■ EXERCISE DATA ■
※ ※ ※

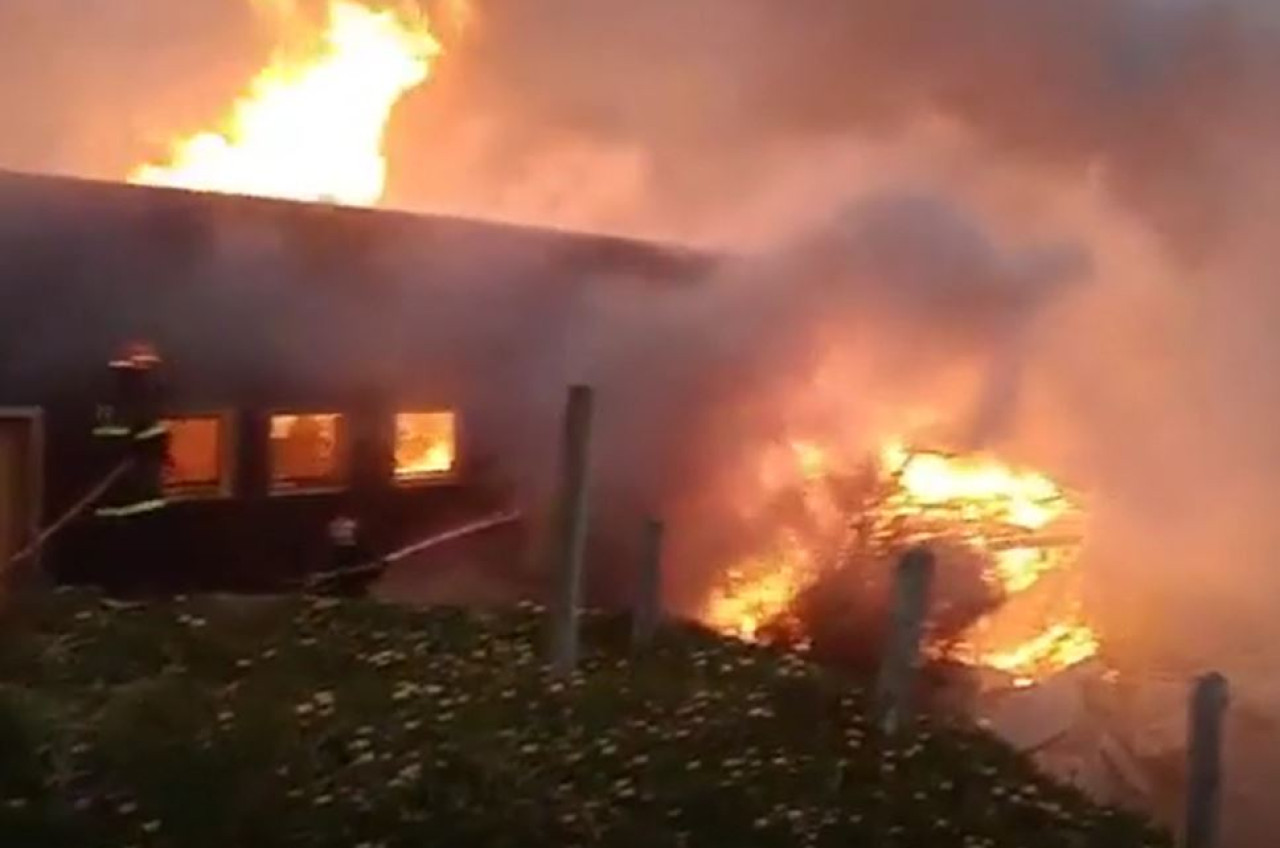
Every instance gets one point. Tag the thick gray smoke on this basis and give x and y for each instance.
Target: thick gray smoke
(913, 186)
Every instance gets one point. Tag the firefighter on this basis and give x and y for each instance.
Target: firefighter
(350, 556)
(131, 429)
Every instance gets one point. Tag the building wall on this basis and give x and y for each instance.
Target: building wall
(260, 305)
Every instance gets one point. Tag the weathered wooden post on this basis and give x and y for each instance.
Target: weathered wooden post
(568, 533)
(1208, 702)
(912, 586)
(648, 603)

※ ※ ※

■ WRITTEN EXERCISE ■
Print every one of the records above verbatim, omitting the pictures.

■ OUTPUT ■
Every instance gets one point. Tag the thick gray smoke on this basis and give x and y for each instance.
Target: thick gray smoke
(913, 186)
Every instance gets one point. Tag the firefighter on this basis and give x and y for each instance.
Target: firefighter
(350, 556)
(131, 429)
Every instance gets one point. Tag the building wall on this basis and give x and y for each instance.
Target: building wall
(260, 305)
Every instance gets one point. Tag the weathered wooden post on this basis and give x and y for each instance.
Target: weathered wooden post
(568, 533)
(1208, 702)
(912, 586)
(648, 603)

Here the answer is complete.